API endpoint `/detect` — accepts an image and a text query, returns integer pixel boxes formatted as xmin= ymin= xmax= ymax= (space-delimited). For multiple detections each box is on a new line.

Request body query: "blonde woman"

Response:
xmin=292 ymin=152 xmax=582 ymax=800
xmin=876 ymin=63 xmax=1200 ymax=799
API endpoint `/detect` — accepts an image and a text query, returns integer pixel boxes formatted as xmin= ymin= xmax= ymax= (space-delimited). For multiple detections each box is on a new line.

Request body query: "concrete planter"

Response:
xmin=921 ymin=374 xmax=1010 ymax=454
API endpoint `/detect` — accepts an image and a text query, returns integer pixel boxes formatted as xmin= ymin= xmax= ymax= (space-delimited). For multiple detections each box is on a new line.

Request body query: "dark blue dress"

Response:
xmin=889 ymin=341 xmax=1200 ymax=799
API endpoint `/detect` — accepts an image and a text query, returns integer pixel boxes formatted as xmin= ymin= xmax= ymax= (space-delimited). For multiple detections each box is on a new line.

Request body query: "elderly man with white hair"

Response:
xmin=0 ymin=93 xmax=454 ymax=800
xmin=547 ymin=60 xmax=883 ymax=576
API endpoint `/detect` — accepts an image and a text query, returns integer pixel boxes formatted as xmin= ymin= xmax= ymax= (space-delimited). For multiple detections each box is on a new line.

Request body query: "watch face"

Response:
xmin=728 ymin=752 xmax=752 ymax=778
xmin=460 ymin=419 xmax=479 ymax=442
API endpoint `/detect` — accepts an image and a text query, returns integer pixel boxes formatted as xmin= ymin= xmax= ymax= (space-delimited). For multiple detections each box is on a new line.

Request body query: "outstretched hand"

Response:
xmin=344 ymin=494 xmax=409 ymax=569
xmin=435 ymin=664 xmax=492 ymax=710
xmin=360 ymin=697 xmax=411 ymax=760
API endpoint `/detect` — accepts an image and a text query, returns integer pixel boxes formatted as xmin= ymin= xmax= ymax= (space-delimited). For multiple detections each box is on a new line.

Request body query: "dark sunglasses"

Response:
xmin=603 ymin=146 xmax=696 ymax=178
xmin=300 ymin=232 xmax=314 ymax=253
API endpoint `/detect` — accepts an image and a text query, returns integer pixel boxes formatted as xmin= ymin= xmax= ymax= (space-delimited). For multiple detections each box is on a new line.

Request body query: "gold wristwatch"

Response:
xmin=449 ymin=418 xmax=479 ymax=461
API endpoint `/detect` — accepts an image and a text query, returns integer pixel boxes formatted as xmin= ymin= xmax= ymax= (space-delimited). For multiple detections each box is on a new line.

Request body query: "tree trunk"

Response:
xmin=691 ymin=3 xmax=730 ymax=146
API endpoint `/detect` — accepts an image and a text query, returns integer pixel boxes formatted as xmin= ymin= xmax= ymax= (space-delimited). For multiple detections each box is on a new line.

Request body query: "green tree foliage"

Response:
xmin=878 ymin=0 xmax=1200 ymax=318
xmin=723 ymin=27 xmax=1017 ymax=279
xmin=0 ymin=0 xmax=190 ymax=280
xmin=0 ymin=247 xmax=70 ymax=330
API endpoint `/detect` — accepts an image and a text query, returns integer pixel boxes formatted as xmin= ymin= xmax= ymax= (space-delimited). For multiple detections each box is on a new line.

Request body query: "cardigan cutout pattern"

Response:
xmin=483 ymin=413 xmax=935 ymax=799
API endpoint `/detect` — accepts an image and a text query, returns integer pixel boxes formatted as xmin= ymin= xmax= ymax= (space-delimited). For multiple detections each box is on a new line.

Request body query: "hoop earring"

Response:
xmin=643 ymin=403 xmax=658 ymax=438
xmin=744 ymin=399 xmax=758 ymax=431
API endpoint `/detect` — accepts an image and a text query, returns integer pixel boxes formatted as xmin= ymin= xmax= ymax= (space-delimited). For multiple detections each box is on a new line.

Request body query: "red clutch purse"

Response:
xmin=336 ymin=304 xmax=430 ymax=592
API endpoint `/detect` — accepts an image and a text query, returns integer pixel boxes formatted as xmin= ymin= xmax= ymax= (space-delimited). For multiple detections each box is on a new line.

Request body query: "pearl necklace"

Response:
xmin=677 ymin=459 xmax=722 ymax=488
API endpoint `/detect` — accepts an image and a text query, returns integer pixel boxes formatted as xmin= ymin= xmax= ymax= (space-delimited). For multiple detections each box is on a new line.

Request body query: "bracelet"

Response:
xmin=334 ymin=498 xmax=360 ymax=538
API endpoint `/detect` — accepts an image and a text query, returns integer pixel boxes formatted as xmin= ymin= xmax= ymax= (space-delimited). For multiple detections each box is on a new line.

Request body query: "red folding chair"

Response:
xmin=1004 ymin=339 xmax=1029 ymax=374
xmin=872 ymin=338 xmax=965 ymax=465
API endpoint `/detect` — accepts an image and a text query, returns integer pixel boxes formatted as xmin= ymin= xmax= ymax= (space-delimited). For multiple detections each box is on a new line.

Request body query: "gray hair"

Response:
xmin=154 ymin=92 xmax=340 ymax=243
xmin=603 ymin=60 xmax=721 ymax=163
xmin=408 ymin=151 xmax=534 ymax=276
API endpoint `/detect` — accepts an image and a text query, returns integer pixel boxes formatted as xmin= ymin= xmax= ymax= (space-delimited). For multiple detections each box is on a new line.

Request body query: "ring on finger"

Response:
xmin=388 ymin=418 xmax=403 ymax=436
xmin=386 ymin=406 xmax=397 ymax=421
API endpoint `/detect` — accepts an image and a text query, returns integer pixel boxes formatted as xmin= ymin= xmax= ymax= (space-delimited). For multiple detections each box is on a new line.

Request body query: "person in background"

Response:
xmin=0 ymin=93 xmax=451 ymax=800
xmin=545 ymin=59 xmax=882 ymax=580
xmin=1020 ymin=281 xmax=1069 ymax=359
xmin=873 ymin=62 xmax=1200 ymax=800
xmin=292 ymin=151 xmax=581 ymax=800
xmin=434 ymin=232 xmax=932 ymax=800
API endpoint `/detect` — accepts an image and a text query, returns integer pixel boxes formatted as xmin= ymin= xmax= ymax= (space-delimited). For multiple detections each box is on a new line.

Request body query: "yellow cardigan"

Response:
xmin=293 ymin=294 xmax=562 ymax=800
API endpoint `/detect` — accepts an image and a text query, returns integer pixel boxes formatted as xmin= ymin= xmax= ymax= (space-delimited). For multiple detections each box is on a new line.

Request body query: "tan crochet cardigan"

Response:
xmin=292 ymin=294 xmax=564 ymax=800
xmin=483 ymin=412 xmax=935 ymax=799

--------------------

Your instructions ▸ From the listing above, collect each line in which the string "cardigan" appears.

Response area ▸
Request body query: "cardigan cutout pattern"
Request body query: "yellow cardigan"
Request body query: "tan crochet cardigan"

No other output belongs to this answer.